━━━ DATA SUPPLIED

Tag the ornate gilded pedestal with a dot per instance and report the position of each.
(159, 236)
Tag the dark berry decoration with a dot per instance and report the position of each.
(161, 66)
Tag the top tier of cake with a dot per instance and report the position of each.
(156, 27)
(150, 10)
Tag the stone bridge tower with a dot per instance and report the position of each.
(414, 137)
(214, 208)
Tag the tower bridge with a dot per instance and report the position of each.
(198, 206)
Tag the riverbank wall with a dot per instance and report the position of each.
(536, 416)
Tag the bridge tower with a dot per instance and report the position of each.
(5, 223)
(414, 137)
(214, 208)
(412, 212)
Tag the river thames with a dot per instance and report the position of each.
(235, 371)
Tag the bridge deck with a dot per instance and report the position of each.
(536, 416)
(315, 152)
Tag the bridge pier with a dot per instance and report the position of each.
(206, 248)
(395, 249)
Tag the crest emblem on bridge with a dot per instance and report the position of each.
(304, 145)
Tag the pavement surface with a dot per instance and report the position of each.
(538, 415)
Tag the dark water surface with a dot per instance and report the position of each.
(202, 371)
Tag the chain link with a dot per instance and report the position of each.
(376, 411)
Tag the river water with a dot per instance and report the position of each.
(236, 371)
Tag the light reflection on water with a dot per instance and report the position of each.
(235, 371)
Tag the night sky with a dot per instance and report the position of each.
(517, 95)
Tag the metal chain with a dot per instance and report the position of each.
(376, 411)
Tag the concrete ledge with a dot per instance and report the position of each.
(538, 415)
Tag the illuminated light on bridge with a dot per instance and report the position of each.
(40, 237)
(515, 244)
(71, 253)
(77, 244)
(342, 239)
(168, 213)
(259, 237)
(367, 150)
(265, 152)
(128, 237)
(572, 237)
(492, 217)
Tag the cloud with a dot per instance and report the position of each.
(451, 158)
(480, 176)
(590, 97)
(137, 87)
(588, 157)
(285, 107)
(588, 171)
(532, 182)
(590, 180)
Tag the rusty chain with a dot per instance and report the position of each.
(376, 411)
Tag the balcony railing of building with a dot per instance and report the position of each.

━━━━━━

• _INSTRUCTIONS TO FOLLOW_:
Take the line containing "Tag the concrete" as the start and the last line of the data as the end, and reproduce that range exactly.

• _TASK ANSWER_:
Tag the concrete ledge with a dot per instance and report the position of each.
(538, 415)
Tag the illuminated light on bridge with a dot per instance and report the position of each.
(40, 237)
(515, 244)
(71, 253)
(77, 244)
(342, 239)
(168, 213)
(259, 237)
(367, 150)
(265, 152)
(128, 237)
(572, 237)
(492, 217)
Tag the cloud with a dot per instance and report the position of each.
(451, 158)
(480, 176)
(590, 97)
(137, 87)
(588, 157)
(285, 107)
(588, 171)
(532, 182)
(590, 180)
Tag the rusty chain with a dot per instance and report the position of each.
(376, 411)
Tag the balcony railing of building with a dot per instance and report the position of each.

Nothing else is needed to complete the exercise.